_Provided material_
+++++
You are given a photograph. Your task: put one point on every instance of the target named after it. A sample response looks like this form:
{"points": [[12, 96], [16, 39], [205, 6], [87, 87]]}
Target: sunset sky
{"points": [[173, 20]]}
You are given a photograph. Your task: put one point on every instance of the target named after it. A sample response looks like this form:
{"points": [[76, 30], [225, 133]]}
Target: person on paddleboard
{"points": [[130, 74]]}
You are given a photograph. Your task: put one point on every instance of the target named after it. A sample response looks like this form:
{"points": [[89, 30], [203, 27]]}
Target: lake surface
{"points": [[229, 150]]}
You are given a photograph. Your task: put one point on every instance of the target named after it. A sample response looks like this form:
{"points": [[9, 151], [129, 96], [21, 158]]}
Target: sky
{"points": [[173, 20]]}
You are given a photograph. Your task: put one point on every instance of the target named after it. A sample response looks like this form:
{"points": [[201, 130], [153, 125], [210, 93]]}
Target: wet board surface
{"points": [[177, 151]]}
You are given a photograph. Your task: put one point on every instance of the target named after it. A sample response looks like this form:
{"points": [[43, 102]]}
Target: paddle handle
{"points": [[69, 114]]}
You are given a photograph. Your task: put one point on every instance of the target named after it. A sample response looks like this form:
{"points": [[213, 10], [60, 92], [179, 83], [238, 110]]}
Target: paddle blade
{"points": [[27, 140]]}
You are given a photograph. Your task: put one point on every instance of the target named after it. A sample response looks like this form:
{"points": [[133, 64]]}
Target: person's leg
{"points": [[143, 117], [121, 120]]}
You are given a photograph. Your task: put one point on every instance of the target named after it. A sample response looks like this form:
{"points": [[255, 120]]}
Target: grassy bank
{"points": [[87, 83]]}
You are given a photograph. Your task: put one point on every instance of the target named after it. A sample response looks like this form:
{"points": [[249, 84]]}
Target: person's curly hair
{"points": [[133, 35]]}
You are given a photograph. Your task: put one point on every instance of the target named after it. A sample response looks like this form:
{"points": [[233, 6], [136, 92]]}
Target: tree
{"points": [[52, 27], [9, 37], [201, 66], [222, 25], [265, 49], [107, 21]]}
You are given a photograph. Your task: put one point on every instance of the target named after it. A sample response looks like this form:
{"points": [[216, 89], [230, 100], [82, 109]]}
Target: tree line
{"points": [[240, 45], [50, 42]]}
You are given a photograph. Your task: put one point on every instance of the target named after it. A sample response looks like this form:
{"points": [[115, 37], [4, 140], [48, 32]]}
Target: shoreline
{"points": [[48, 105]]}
+++++
Reproduce the data above exactly, leaving nothing out.

You are given a photograph. Your task: put one point on every instance of the target named after it. A sample response looks like this form:
{"points": [[12, 96], [16, 39], [205, 6], [87, 87]]}
Target: sunset sky
{"points": [[173, 20]]}
You are given a photograph. Your task: put one point on every instance of the target named after it. A sample response looks like this form:
{"points": [[76, 30], [225, 133]]}
Target: person on paddleboard
{"points": [[130, 74]]}
You are given a photograph. Your task: put one point on every instance of the target named after it. A sample response looks like this form:
{"points": [[89, 30], [203, 27]]}
Target: lake surface
{"points": [[229, 150]]}
You are given a photograph. Your task: put one point on every instance of the target named after it. A sample response looks like this form:
{"points": [[9, 151], [129, 96], [21, 158]]}
Target: sky
{"points": [[173, 20]]}
You are given a photograph. Your task: put one point on every instance of the target named after it. A sample response looks like this form:
{"points": [[201, 130], [153, 125], [210, 93]]}
Target: wet board surface
{"points": [[177, 151]]}
You are given a photograph. Your task: put one point on every instance of the target named after it. A sample response looks like this form:
{"points": [[43, 102]]}
Target: paddle handle
{"points": [[69, 114]]}
You are given a photograph. Your task: put one point on every instance of the target named after it. A sample response looks like this form:
{"points": [[213, 10], [60, 92], [179, 83], [238, 110]]}
Target: paddle blade
{"points": [[27, 140]]}
You are given a photograph. Your task: put one point on every instance of the target named after it. A sample response looks like this form:
{"points": [[133, 64]]}
Target: person's leg
{"points": [[143, 117], [121, 120]]}
You are given a photograph. Your task: put one point on every instance of the target named after it. A sample response looks like this form:
{"points": [[255, 120]]}
Target: grassy bank
{"points": [[87, 83]]}
You are given a photograph. Your task: put one point on every instance of the target named after it. A sample response looks like this form:
{"points": [[249, 84]]}
Target: person's curly hair
{"points": [[133, 35]]}
You are given a photograph. Your task: put one point on every instance of the target named after it. A sample response looks like this form:
{"points": [[233, 6], [136, 92]]}
Target: tree
{"points": [[52, 27], [9, 37], [201, 66], [222, 25], [265, 49], [107, 21]]}
You are given a photograph. Your task: put one point on every instance of the target named after it. A sample response looks like this form:
{"points": [[216, 89], [230, 100], [82, 109]]}
Target: tree line
{"points": [[240, 45], [50, 42]]}
You are given a photograph. Your task: put one point on every instance of the target named after it. A sample response looks like this form:
{"points": [[115, 37], [4, 140], [48, 32]]}
Target: shoreline
{"points": [[48, 105]]}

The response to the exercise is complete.